> [GEGEVEN TEKST]:
________
Economie
Culturele concepten veranderen de werkelijkheid. Economie is zo’n cultureel concept. Het is een concept dat weliswaar als een wetenschap wordt beschouwd, en als zodanig op universiteiten wordt onderwezen, maar dat feitelijk vooral op aannames is gebaseerd. Vandaar dat er verschillende ‘scholen’ bestaan. Economie is eigenlijk meer een geloof dan een wetenschap.

Rijkdom en geld
De god van economie is rijkdom. Die rijkdom wordt uitgedrukt in geldwaarde. De waarde van geld kan fluctueren. Geld heeft op zichzelf nauwelijks waarde. Het materiaal waar het uit gemaakt is heeft maar een fractie van de waarde die het geld als betaalmiddel heeft. Het meeste geld bestaat zelfs alleen nog maar virtueel. Dat betekent dat het meeste geld zelfs niet uit materiaal bestaat en alleen maar onzichtbaar en ontastbaar bestaat.

Geldwaarde
We leven in een wereld waarin vrijwel alles in geldwaarde uitgedrukt wordt. Als mensen werken en zich ziek melden wordt dat ziek melden uitgedrukt in de geldwaarde die daardoor door de werkgever misgelopen wordt. Of hoeveel het de samenleving in zijn totaal zou kosten. Dan is het logisch om vervolgens te kijken hoe het ziek melden beperkt kan worden, zodat de kosten omlaag gebracht kunnen worden. Wat het ziek zijn met de zieke doet wordt daaraan ondergeschikt gemaakt.
________
> [OPDRACHTEN]:
- 1) Schrijf het deel van de tekst over economie over, beginnend bij "Rijkdom en geld" en eindigend bij "en ontastbaar bestaat.". Verwissel daarbij "virtueel" voor "digitaal".
- 2) Waarom bestaan er volgens de tekst over economie verschillende 'scholen' binnen de economie?
- 3) Beantwoord de volgende vragen over de tekst over economie.
(a) Waar wordt economie als wetenschap onderwezen?
(b) Wat is volgens de tekst de god van economie?
(c) Waarin wordt het ziek melden van werkende mensen uitgedrukt?

> [RUWE GEGEVENS]:
________
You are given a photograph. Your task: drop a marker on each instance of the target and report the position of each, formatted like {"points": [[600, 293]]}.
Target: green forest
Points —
________
> [UITWERKINGEN]:
- 1)
Rijkdom en geld
De god van economie is rijkdom. Die rijkdom wordt uitgedrukt in geldwaarde. De waarde van geld kan fluctueren. Geld heeft op zichzelf nauwelijks waarde. Het materiaal waar het uit gemaakt is heeft maar een fractie van de waarde die het geld als betaalmiddel heeft. Het meeste geld bestaat zelfs alleen nog maar digitaal. Dat betekent dat het meeste geld zelfs niet uit materiaal bestaat en alleen maar onzichtbaar en ontastbaar bestaat.

- 2) Economie wordt weliswaar als wetenschap beschouwd en op universiteiten onderwezen. Feitelijk is ze volgens de tekst vooral op aannames gebaseerd. Daardoor bestaan er verschillende 'scholen'.

- 3)
(a) Op universiteiten.
(b) Rijkdom.
(c) In de geldwaarde die de werkgever daardoor misloopt, of in wat het de samenleving in totaal zou kosten.